● Testo della pagina
Garimpeiros al lavoro (estrazione artigianale): Garimpeiros intenti a cercare oro lungo un fiume amazzonico, simbolo del duro lavoro e delle condizioni precarie dell’estrazione artigianale.

La miscela estrattiva viene poi trattata con mercurio, che velocizza la separazione del metallo prezioso dagli scarti. Il mercurio viene largamente impiegato anche per estrazione da drenaggio, una metodologia diffusa soprattutto in Indonesia. Secondo l’UN Environmental Project, nel 2018 oltre 10 milioni di persone risultavano esposte agli effetti del mercurio: danni neurologici, epatici, tiroidei, cardiaci e riproduttivi.


Il mercurio viene spesso bruciato in fornaci e discariche, rilasciando nell’aria particelle tossiche che tornano al suolo sotto forma di piogge acide. Questo metallo, oltre ad essere tossico per gli esseri viventi, ha l’effetto di rallentare l’attività microbiologica dei suoli, rendendoli improduttivi. Contaminando le acque e i terreni circostanti, esso finisce poi con il depositarsi, anche in quantità importanti, in organismi più grandi come tonni, merluzzi, pesci spada, etc. Secondo i dati dell’UN Environmental Project ogni anno vengono impiegate circa 100 tonnellate di mercurio nelle miniere aurifere. Inoltre, l’UN Industrial Development Organization ha stimato che un terzo di tutto il mercurio rilasciato dall’uomo nell’ambiente proviene dall’estrazione artigianale dell’oro.

● Record estratti da una raccolta

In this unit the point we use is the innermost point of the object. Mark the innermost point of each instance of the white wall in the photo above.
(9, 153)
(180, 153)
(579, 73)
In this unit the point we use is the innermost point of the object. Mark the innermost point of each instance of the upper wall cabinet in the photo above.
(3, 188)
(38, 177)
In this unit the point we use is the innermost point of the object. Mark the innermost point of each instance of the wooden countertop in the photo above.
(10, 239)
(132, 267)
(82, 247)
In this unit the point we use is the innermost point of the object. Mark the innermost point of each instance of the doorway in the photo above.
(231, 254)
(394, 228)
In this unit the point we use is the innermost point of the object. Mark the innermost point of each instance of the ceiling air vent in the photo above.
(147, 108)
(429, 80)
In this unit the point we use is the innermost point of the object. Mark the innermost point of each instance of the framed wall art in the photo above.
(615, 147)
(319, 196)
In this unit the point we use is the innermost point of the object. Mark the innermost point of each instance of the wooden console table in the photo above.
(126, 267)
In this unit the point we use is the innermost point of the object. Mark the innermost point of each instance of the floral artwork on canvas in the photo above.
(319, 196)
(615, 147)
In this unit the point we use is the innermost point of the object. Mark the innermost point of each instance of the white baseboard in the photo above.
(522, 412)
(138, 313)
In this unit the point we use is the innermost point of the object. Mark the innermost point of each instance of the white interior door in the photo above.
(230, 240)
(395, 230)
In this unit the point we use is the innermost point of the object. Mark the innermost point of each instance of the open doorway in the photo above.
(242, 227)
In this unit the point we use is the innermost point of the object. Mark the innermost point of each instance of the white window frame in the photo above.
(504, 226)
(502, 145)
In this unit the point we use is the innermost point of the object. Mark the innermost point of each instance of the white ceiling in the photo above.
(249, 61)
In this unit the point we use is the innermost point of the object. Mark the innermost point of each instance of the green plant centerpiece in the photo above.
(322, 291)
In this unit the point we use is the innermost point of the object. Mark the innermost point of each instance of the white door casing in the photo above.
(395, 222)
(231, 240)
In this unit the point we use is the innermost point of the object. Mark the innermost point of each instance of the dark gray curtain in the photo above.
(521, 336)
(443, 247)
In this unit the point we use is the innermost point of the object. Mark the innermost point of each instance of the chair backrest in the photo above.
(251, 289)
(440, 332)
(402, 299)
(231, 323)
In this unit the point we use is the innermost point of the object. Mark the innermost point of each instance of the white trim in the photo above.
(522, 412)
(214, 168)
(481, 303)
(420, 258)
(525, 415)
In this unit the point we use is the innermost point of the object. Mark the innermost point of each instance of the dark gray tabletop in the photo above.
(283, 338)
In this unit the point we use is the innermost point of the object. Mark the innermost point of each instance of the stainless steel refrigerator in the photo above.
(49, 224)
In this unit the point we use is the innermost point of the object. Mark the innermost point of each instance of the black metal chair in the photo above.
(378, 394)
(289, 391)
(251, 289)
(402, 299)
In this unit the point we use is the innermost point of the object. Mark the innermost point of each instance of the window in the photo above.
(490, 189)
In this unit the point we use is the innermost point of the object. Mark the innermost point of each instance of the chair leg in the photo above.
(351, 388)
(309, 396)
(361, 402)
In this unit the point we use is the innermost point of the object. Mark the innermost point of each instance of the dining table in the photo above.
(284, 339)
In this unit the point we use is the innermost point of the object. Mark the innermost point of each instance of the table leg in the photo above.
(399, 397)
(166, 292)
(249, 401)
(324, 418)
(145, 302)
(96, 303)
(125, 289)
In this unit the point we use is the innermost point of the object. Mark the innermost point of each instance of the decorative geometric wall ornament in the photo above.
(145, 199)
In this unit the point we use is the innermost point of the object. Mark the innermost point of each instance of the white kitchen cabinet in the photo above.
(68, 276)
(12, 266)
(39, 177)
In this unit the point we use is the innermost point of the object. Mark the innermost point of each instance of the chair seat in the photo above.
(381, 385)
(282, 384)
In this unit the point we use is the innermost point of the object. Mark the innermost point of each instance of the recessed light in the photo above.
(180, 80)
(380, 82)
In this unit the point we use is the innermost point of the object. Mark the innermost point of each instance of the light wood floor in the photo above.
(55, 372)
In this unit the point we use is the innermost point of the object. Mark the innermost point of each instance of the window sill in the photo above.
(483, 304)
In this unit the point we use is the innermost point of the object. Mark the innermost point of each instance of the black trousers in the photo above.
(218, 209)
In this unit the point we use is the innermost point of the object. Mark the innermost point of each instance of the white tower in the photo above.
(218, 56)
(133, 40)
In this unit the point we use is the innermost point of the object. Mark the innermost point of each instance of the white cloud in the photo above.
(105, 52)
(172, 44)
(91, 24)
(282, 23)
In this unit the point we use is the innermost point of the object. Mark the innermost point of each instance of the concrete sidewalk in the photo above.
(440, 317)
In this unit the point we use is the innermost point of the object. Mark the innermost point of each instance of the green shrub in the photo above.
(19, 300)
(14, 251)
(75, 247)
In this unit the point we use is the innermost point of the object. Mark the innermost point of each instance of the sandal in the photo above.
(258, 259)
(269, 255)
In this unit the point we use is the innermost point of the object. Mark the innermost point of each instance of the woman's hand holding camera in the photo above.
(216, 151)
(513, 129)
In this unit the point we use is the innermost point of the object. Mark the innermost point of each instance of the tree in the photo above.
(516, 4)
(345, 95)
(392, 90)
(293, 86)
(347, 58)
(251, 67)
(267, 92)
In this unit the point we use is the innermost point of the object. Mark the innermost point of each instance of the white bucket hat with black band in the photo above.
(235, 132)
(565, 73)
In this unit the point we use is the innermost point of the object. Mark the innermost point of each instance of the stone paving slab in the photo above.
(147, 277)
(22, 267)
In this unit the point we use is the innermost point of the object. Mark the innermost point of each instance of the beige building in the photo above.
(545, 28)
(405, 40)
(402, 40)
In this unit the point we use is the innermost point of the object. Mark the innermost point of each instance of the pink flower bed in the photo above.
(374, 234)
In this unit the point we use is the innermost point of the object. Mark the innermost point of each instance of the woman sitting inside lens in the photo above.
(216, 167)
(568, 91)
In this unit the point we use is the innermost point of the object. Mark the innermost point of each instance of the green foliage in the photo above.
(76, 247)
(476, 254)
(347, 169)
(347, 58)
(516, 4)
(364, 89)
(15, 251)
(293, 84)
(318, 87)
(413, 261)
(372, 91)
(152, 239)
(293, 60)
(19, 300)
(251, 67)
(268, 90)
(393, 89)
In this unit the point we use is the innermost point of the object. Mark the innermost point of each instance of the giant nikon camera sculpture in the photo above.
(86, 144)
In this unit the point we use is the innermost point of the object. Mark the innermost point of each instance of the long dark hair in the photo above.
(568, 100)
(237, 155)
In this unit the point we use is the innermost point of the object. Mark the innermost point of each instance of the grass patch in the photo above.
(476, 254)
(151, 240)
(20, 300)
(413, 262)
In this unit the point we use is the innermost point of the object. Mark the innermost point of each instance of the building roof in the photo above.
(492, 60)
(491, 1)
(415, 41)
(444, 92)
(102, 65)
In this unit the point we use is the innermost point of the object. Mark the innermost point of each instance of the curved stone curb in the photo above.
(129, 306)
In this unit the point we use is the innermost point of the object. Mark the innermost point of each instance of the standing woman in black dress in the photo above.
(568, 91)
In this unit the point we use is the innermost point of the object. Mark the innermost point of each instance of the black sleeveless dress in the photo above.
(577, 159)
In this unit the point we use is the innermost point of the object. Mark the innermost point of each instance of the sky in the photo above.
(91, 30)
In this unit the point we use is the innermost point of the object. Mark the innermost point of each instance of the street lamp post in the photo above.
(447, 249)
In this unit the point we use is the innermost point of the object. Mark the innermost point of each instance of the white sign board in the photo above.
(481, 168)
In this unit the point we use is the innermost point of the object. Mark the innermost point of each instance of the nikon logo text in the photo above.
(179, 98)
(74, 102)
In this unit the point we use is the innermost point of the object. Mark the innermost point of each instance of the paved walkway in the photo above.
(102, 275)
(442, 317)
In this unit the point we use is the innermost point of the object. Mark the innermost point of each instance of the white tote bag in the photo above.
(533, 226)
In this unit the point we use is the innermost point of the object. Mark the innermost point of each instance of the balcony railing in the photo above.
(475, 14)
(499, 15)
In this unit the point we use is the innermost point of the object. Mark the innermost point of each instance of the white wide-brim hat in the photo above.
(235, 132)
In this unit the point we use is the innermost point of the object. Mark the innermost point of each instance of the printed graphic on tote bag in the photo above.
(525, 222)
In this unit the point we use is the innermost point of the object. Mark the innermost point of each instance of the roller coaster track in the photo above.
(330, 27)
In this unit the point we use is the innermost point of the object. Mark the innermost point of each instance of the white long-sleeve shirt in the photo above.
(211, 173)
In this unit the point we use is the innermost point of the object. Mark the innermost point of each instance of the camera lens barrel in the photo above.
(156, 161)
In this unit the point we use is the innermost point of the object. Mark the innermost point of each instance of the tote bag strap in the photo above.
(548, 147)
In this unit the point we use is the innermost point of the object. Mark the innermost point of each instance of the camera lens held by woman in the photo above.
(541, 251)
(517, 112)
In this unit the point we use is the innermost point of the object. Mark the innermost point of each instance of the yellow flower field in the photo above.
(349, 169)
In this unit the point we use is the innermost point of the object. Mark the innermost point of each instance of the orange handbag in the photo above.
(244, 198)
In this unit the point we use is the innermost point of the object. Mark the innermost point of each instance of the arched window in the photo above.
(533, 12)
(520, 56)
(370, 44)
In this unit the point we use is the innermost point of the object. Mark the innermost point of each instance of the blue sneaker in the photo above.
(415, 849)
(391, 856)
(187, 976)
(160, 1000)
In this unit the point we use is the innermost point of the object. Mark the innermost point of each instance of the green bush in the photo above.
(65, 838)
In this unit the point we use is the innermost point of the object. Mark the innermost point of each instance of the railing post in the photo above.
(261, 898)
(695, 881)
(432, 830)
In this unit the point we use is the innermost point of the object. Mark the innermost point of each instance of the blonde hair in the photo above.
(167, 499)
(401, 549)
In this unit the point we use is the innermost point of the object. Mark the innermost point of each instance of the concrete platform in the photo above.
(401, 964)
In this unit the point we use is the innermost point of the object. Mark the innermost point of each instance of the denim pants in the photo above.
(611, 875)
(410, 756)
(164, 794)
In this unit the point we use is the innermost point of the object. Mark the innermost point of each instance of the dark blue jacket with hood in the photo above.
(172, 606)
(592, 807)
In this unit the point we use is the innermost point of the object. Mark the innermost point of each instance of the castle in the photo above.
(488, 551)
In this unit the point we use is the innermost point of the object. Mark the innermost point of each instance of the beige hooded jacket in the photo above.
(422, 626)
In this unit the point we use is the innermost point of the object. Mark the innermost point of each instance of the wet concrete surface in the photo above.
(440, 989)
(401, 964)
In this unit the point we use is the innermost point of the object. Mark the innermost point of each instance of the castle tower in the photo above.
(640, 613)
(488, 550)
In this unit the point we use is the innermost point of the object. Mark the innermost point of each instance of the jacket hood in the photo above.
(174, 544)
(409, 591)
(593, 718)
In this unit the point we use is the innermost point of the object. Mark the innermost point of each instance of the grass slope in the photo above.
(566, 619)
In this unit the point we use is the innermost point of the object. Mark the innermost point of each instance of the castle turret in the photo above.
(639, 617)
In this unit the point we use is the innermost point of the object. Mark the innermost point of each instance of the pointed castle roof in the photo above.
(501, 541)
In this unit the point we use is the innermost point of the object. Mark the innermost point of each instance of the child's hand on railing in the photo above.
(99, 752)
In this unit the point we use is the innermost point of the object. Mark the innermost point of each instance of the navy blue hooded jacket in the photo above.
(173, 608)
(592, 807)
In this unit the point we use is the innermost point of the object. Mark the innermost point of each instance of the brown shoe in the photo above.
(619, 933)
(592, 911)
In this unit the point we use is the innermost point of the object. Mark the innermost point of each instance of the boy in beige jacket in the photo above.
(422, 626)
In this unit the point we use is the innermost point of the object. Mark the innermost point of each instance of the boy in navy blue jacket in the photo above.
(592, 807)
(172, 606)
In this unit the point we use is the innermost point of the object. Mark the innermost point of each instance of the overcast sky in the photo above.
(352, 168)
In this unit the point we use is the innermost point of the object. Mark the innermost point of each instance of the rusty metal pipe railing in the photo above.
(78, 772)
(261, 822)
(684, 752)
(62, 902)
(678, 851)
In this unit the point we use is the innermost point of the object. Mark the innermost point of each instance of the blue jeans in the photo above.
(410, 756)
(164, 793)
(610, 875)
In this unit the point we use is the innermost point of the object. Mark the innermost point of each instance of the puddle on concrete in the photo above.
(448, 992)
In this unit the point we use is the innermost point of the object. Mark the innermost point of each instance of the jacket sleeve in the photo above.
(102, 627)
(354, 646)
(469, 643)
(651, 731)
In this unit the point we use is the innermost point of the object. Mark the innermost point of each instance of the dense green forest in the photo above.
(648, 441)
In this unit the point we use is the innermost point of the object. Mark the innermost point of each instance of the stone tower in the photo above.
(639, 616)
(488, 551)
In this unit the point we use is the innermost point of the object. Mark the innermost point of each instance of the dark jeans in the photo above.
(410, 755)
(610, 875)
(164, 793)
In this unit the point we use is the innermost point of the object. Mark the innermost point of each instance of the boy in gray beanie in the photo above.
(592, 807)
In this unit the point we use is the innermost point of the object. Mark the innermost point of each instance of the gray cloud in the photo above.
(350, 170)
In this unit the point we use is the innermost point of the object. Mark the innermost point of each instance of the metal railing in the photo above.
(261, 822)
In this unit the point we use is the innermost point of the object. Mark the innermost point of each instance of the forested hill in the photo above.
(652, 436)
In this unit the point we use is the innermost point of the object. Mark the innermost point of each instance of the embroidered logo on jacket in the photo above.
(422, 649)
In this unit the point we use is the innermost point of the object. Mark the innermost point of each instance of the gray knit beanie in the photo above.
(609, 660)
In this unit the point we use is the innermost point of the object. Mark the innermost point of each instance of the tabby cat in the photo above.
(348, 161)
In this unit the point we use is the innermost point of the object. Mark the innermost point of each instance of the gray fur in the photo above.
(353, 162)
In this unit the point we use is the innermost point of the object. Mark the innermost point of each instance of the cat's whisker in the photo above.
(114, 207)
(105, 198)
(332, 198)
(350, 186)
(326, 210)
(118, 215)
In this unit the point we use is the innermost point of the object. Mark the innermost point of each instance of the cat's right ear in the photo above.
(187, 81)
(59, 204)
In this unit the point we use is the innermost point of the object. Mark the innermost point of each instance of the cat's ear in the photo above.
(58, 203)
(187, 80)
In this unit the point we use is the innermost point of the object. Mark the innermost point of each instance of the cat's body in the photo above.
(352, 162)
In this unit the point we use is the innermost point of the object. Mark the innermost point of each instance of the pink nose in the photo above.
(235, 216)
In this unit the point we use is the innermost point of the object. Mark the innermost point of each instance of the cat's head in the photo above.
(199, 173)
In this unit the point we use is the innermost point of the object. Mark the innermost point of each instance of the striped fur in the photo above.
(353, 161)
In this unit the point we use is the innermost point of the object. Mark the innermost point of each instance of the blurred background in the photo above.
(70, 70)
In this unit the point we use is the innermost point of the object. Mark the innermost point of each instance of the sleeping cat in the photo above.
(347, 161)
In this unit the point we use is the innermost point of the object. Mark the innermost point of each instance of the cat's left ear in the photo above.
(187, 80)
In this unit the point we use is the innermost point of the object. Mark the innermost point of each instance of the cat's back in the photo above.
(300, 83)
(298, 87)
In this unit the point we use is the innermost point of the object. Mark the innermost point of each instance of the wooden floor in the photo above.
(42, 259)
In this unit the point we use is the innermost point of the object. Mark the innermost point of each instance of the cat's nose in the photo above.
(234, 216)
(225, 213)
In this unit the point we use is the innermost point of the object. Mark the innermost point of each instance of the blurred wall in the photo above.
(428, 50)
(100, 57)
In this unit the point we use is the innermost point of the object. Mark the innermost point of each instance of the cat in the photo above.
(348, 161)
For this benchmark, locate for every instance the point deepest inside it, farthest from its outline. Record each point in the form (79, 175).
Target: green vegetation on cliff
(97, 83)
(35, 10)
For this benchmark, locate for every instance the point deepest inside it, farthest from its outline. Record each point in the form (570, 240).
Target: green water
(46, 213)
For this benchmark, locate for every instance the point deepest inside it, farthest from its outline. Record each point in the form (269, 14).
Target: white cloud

● Esercizi da svolgere
**1)** Trascrivi dal testo sull'estrazione artigianale dell'oro il passo compreso tra "Garimpeiros al lavoro" e "cardiaci e riproduttivi.", estremi inclusi.
**2)** Secondo i dati dell'UN Environmental Project riportati nel testo sull'estrazione artigianale dell'oro, quanto mercurio viene impiegato ogni anno nelle miniere aurifere?

● Soluzioni per punto
**1)**
Garimpeiros al lavoro (estrazione artigianale): Garimpeiros intenti a cercare oro lungo un fiume amazzonico, simbolo del duro lavoro e delle condizioni precarie dell’estrazione artigianale.

La miscela estrattiva viene poi trattata con mercurio, che velocizza la separazione del metallo prezioso dagli scarti. Il mercurio viene largamente impiegato anche per estrazione da drenaggio, una metodologia diffusa soprattutto in Indonesia. Secondo l’UN Environmental Project, nel 2018 oltre 10 milioni di persone risultavano esposte agli effetti del mercurio: danni neurologici, epatici, tiroidei, cardiaci e riproduttivi.

**2)** Circa 100 tonnellate.